Segment Start: EXTRACTED MATERIAL

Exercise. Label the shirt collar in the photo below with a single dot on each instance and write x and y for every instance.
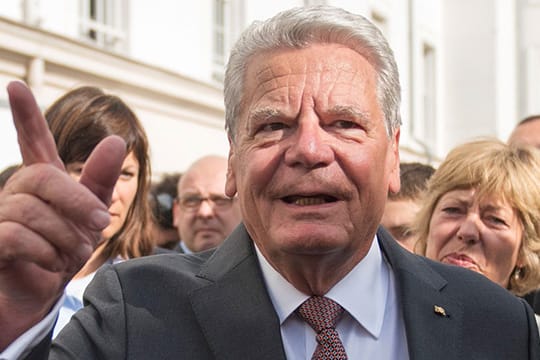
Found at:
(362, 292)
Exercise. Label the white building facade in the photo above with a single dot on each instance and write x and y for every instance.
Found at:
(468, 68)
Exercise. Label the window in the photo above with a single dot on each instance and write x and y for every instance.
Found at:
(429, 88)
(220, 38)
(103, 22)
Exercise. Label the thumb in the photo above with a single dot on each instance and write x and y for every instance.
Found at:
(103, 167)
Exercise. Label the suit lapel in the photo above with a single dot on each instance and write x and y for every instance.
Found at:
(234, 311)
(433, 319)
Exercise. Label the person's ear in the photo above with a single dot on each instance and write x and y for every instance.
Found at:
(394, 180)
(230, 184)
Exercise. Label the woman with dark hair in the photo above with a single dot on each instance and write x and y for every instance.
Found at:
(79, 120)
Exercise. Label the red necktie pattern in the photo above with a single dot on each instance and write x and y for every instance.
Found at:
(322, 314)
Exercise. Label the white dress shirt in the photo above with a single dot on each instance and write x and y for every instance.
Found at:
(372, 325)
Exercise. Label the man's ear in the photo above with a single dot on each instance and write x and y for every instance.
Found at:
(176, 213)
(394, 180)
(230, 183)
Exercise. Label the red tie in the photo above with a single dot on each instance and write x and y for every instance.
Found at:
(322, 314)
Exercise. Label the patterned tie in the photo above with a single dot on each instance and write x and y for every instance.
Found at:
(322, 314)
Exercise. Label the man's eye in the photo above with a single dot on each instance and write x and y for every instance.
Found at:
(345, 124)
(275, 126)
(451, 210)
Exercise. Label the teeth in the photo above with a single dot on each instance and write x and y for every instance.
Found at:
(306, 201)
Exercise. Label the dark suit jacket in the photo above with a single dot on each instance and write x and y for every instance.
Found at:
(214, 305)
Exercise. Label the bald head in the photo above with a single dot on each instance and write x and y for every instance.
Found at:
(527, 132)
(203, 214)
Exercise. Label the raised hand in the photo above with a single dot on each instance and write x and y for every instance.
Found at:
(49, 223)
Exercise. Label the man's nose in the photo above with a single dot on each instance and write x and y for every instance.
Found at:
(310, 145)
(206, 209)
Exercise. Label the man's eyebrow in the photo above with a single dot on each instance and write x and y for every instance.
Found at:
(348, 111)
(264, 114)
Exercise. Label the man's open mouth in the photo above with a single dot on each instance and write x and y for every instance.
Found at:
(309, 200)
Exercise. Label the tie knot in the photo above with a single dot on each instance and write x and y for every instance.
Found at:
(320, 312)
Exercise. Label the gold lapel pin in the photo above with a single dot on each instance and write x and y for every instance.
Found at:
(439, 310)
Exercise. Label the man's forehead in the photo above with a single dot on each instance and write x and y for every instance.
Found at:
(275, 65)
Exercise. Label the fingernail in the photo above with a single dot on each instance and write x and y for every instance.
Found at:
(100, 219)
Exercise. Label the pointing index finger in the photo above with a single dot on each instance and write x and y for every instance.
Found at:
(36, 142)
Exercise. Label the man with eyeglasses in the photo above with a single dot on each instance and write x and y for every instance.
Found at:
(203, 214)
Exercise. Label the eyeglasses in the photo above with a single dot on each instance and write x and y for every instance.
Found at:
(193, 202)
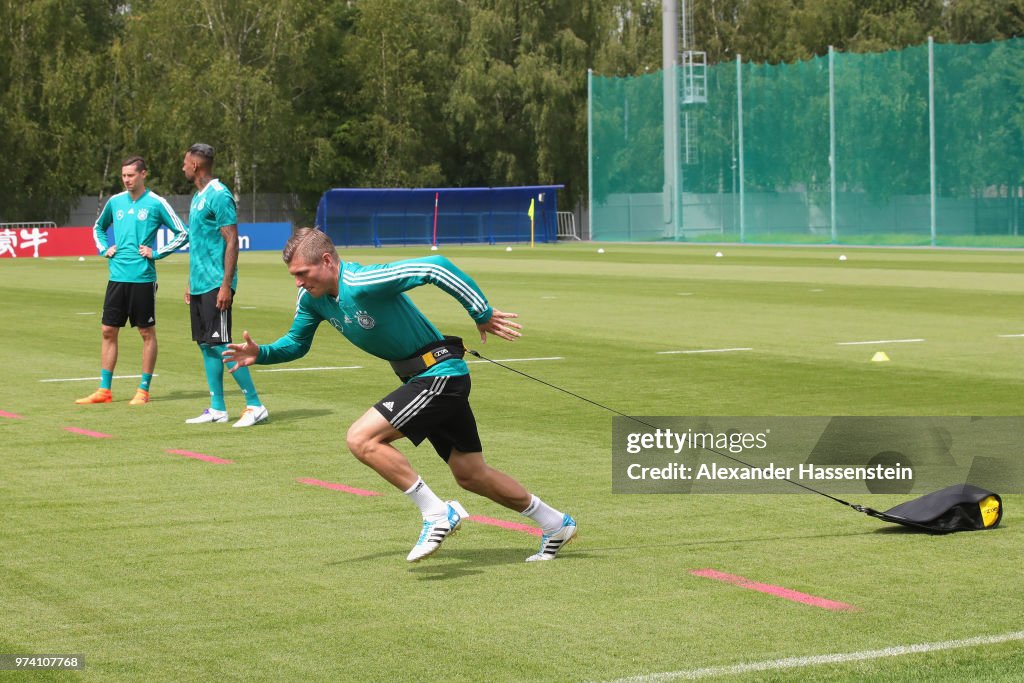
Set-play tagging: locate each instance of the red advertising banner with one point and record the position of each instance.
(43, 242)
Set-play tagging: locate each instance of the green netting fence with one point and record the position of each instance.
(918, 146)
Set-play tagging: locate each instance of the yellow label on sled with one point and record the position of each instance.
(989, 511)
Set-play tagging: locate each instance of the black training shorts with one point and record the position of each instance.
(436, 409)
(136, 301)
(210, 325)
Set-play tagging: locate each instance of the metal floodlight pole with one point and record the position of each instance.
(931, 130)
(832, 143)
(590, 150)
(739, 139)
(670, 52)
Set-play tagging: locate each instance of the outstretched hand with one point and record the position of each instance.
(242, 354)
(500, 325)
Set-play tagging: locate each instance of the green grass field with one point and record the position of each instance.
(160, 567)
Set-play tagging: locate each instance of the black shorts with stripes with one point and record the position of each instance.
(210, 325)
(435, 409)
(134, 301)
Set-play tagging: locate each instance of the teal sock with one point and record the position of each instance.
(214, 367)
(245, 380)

Segment End: EXTRACTED MATERIAL

◆ WHAT TO PRODUCE
Each line above that contains the string "suit" should be identified and copied.

◆ EXERCISE RESULT
Exercise. Label the suit lapel in the photo above with a single dot on each instance and write x and y for every instance.
Exercise. Label the dark suit jacket in the photo above with a single dot on each instance and write x and y for every instance.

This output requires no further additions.